_What to work on_
All that is wanted is a word-for-word copy of the data from its first line to the line containing "draw the outline of dome", both included.

_Given data_
====================
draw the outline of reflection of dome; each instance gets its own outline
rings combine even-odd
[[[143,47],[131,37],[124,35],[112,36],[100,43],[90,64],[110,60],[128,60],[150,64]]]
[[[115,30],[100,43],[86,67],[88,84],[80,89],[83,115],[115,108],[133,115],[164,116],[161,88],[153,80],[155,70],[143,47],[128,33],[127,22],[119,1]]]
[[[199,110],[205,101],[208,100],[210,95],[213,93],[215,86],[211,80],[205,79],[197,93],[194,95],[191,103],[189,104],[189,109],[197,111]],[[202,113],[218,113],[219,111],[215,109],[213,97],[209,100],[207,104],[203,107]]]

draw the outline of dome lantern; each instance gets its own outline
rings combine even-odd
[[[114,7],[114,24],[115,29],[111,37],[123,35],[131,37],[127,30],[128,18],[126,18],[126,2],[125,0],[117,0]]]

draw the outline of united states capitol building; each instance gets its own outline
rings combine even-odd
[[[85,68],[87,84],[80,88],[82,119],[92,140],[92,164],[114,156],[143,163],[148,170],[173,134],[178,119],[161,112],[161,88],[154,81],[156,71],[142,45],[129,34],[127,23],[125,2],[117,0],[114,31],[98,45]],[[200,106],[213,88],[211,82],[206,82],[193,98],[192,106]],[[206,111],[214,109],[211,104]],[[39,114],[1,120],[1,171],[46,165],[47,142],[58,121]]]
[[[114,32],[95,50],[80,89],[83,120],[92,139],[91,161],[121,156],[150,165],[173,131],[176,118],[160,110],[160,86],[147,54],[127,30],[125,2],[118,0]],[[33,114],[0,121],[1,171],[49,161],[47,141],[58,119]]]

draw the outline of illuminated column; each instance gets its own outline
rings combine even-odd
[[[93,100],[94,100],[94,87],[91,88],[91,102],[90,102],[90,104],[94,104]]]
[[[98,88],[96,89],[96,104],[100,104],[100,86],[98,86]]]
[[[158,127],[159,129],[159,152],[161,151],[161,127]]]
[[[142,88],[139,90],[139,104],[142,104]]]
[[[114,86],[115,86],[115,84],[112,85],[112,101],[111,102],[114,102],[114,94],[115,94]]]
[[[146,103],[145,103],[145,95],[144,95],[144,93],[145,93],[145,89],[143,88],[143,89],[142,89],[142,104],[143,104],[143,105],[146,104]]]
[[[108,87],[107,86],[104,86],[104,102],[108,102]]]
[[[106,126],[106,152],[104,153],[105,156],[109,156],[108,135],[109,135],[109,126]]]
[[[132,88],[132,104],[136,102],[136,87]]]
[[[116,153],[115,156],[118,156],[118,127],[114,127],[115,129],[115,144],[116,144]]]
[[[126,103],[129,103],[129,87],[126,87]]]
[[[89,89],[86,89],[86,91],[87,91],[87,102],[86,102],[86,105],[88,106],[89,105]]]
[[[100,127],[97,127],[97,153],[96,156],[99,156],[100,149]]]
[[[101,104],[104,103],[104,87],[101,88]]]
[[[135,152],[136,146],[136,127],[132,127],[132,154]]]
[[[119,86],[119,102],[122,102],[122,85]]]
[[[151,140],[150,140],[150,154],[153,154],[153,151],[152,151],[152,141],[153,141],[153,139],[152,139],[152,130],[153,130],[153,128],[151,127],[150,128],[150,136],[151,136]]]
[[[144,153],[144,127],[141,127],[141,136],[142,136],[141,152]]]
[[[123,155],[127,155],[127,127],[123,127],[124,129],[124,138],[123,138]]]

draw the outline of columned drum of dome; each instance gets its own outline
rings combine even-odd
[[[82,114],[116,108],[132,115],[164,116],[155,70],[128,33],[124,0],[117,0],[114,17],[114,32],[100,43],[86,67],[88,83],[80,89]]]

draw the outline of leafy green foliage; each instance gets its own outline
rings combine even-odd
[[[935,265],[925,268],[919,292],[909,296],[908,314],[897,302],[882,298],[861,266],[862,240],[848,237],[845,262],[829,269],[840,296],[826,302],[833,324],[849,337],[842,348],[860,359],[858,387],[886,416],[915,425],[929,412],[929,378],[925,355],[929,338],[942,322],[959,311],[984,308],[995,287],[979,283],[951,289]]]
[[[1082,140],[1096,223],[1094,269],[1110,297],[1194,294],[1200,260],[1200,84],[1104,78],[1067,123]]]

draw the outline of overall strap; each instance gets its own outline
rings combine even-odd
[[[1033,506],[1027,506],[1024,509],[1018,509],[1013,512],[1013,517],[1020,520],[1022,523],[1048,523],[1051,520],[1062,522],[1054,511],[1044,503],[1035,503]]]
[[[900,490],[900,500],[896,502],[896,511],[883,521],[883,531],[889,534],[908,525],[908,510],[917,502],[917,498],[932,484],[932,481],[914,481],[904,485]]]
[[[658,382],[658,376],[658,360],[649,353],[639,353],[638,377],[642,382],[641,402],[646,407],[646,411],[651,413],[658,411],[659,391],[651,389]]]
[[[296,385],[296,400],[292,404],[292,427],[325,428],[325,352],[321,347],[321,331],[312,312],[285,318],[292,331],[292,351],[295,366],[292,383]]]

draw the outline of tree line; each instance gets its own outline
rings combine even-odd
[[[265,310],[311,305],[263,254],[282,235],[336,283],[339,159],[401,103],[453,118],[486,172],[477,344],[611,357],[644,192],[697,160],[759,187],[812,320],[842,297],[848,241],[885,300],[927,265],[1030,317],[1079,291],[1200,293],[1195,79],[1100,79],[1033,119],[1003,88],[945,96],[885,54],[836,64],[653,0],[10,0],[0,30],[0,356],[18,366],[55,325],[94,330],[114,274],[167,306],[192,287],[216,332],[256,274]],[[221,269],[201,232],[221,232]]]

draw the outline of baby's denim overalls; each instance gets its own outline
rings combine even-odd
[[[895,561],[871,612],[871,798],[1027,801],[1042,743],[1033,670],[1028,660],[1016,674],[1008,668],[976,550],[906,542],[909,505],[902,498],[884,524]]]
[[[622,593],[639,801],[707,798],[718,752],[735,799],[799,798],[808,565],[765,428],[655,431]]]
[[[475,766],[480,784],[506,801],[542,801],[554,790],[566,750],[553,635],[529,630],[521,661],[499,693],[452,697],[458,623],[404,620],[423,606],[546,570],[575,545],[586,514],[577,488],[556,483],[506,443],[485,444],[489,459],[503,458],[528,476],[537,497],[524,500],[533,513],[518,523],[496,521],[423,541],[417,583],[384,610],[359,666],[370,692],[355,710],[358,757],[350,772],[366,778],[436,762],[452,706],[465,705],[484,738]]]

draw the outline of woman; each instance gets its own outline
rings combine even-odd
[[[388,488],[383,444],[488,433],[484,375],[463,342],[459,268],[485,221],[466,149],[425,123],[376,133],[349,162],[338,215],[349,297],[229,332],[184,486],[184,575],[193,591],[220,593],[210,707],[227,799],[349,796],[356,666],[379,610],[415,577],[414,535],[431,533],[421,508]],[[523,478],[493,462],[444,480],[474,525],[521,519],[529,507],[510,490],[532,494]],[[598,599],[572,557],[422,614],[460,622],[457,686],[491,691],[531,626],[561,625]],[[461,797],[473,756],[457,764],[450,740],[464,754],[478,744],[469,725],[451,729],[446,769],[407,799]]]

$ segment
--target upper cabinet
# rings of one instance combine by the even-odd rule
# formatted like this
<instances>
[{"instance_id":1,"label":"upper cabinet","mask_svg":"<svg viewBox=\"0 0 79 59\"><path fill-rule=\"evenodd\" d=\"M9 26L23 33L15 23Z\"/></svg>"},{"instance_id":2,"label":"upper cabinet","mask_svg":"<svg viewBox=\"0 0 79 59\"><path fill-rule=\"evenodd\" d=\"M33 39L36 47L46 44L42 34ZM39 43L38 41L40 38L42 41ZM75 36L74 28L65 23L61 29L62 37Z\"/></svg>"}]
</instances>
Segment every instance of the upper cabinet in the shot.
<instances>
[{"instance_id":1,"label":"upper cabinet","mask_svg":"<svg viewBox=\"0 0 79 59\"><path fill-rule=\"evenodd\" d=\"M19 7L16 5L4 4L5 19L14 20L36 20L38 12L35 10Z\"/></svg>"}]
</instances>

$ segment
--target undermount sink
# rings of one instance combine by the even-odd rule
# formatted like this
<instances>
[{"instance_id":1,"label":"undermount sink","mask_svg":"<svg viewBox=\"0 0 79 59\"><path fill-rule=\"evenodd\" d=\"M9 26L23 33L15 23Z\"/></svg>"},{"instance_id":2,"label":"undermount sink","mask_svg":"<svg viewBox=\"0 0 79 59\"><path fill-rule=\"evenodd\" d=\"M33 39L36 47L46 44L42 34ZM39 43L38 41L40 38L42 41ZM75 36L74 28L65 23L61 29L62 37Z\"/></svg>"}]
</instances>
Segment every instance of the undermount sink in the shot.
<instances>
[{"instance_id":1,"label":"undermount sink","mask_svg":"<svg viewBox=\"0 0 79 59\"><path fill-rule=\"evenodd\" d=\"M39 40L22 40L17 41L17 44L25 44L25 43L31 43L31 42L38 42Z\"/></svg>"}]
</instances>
====================
_Completed task_
draw the outline of reflection of dome; each instance gets its own outline
rings combine even-odd
[[[143,47],[131,37],[124,35],[112,36],[100,43],[90,64],[110,60],[128,60],[150,64]]]
[[[115,30],[100,43],[86,67],[88,84],[80,89],[83,115],[115,108],[133,115],[164,116],[161,88],[153,80],[155,70],[143,47],[128,33],[127,22],[119,1]]]
[[[199,110],[205,101],[208,100],[210,95],[213,93],[215,86],[211,80],[205,79],[197,93],[194,95],[191,103],[189,104],[189,109],[197,111]],[[202,113],[218,113],[219,111],[215,109],[213,97],[209,100],[207,104],[203,107]]]

draw the outline of dome lantern; each instance gets its own outline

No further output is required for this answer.